— WORK TO DO —
Return, word for word, the lines of the records below starting with the line that contains "Annotate the man" and going on through the end of the records.

— THE INPUT —

<<<<

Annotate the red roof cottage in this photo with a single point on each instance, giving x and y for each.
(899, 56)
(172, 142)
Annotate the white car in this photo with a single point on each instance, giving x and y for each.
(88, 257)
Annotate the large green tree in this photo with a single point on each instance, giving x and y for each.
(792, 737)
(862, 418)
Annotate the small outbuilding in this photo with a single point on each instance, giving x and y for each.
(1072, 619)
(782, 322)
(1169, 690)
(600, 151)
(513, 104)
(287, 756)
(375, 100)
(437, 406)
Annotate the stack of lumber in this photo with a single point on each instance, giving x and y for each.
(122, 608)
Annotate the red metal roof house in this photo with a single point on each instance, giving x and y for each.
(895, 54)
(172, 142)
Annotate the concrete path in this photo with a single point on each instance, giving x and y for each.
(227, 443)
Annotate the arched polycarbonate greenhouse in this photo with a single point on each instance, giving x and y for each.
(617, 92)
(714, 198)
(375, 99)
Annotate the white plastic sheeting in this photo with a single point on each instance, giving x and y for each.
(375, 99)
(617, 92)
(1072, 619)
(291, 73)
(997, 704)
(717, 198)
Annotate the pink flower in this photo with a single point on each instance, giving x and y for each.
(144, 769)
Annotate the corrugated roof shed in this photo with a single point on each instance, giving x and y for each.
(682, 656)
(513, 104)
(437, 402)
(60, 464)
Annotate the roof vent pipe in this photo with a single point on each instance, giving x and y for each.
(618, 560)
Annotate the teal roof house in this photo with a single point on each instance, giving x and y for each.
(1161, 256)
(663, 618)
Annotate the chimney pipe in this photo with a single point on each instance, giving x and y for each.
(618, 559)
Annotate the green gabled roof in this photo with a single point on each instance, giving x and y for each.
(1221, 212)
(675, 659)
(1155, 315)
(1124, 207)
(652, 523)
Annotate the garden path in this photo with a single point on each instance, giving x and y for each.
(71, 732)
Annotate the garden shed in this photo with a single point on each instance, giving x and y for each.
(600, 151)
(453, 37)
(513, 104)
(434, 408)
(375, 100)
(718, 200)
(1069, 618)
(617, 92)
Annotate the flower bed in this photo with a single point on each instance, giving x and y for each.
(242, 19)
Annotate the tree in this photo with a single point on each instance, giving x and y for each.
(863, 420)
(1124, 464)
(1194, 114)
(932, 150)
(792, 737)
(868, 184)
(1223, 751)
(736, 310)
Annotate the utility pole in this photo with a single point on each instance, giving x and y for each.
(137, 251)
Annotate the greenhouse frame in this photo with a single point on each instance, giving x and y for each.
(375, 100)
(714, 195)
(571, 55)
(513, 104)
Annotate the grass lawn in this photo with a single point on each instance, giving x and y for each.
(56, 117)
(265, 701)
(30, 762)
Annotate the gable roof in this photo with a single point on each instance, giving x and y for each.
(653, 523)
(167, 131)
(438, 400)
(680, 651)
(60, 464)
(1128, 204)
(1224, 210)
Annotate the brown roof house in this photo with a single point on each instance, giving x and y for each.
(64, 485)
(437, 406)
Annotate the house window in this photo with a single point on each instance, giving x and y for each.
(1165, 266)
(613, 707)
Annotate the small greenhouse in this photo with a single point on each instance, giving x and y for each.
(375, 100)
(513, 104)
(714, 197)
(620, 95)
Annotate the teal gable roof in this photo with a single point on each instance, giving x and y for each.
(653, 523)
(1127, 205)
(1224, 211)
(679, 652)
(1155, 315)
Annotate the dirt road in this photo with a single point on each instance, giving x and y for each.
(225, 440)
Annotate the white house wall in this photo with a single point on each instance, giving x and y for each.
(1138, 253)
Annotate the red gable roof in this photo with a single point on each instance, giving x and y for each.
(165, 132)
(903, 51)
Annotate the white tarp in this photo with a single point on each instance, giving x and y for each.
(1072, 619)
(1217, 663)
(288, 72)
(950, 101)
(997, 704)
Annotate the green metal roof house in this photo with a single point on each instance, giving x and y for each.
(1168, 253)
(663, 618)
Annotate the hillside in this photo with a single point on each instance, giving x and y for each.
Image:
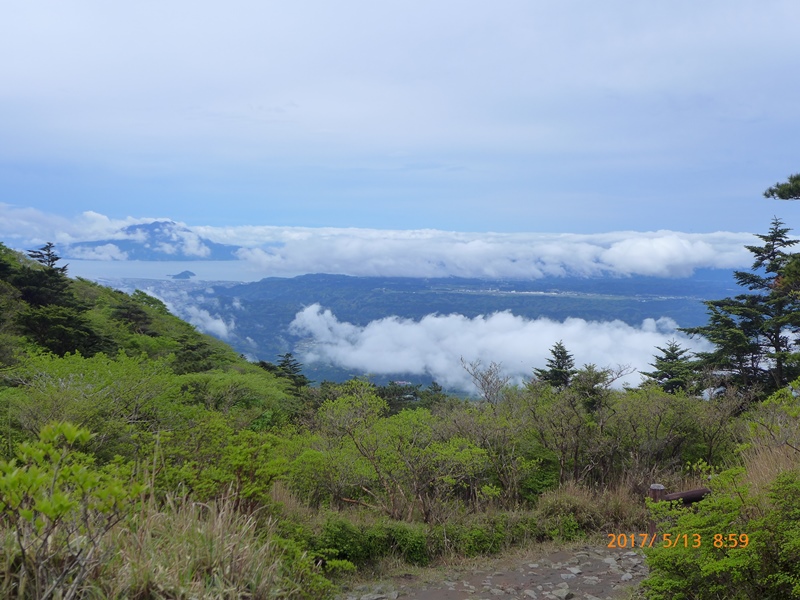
(140, 458)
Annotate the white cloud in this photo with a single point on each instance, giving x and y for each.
(104, 252)
(208, 323)
(32, 226)
(289, 251)
(435, 344)
(431, 253)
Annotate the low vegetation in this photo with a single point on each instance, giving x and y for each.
(141, 459)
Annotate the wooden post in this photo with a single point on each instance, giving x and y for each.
(656, 495)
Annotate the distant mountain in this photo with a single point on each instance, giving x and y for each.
(255, 317)
(156, 241)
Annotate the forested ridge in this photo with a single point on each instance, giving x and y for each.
(142, 459)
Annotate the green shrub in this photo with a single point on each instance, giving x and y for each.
(411, 541)
(57, 508)
(341, 539)
(718, 563)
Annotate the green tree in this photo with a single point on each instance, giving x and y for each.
(788, 190)
(674, 370)
(560, 367)
(47, 256)
(753, 333)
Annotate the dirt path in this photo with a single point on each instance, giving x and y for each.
(588, 572)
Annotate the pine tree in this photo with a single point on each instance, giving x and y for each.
(674, 370)
(560, 367)
(753, 333)
(47, 256)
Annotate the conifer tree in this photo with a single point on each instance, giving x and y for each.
(560, 367)
(674, 370)
(754, 333)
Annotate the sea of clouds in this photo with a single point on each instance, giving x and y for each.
(266, 251)
(435, 345)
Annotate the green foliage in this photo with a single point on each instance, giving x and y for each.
(60, 506)
(719, 563)
(410, 540)
(674, 370)
(560, 367)
(788, 190)
(119, 399)
(753, 333)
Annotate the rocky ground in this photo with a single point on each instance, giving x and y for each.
(587, 572)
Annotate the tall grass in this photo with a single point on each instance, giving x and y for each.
(184, 549)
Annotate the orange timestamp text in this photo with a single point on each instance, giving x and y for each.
(676, 540)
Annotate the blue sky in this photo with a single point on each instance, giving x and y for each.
(520, 116)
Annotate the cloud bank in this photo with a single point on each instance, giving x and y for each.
(433, 253)
(268, 251)
(435, 344)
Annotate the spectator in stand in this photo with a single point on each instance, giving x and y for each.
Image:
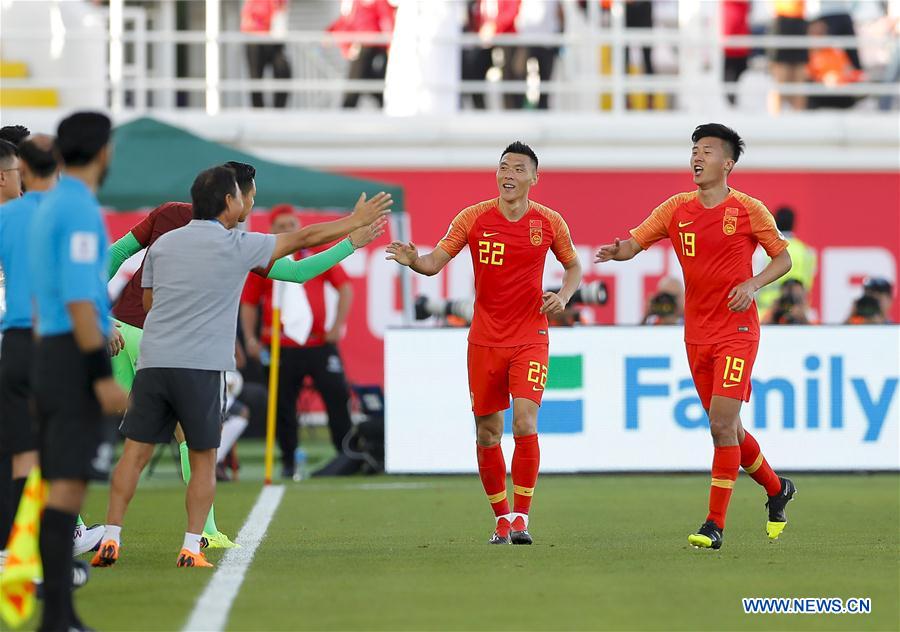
(735, 21)
(839, 21)
(789, 64)
(535, 17)
(791, 307)
(639, 15)
(487, 18)
(866, 311)
(662, 310)
(308, 344)
(268, 18)
(803, 258)
(831, 67)
(367, 61)
(882, 291)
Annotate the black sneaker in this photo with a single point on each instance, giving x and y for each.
(80, 573)
(708, 536)
(776, 505)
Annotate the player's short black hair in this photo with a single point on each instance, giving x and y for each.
(81, 136)
(518, 147)
(14, 133)
(784, 219)
(243, 173)
(209, 191)
(717, 130)
(40, 160)
(7, 152)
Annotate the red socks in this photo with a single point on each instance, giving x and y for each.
(726, 462)
(525, 465)
(755, 464)
(526, 462)
(492, 469)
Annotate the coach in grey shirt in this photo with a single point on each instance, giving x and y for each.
(192, 284)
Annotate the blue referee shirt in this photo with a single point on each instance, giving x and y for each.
(67, 257)
(15, 224)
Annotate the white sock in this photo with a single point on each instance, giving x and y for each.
(191, 542)
(112, 532)
(232, 429)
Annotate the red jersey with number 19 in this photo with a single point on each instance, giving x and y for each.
(508, 260)
(715, 248)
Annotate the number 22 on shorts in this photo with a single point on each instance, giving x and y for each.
(734, 371)
(537, 373)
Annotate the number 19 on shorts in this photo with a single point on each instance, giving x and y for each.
(734, 370)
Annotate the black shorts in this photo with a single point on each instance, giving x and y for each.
(18, 428)
(790, 26)
(71, 433)
(160, 398)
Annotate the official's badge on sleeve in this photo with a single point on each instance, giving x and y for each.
(536, 231)
(83, 247)
(729, 221)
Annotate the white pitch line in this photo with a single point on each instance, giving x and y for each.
(211, 612)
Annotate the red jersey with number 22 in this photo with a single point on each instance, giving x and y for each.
(508, 260)
(715, 248)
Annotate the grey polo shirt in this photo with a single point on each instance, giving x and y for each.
(197, 273)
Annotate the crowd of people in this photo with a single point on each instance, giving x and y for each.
(157, 365)
(533, 63)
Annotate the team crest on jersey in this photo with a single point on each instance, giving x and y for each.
(729, 222)
(536, 231)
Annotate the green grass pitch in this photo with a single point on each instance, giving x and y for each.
(410, 553)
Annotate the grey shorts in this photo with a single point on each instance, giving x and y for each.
(160, 398)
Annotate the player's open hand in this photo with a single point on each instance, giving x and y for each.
(607, 252)
(742, 296)
(404, 254)
(552, 304)
(367, 234)
(113, 400)
(367, 211)
(116, 342)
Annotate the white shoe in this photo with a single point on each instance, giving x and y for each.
(87, 538)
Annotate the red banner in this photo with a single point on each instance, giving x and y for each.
(852, 220)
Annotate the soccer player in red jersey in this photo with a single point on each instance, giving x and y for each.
(714, 231)
(509, 237)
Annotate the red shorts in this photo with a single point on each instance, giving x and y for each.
(722, 368)
(495, 373)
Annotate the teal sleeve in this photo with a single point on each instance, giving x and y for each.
(285, 269)
(120, 251)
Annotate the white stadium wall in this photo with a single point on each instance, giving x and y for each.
(824, 398)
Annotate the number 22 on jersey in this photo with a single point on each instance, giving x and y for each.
(491, 252)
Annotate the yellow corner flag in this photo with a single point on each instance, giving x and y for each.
(23, 561)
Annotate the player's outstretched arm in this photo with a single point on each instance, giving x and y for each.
(618, 251)
(741, 296)
(364, 213)
(407, 255)
(302, 271)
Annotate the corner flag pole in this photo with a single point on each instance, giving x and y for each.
(274, 365)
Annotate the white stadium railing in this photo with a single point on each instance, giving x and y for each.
(141, 70)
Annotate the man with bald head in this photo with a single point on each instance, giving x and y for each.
(37, 168)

>>>>

— THE COMPLETED TASK —
Annotate the man with bald head in this photo with a single point on each instance, giving x and y for each.
(37, 168)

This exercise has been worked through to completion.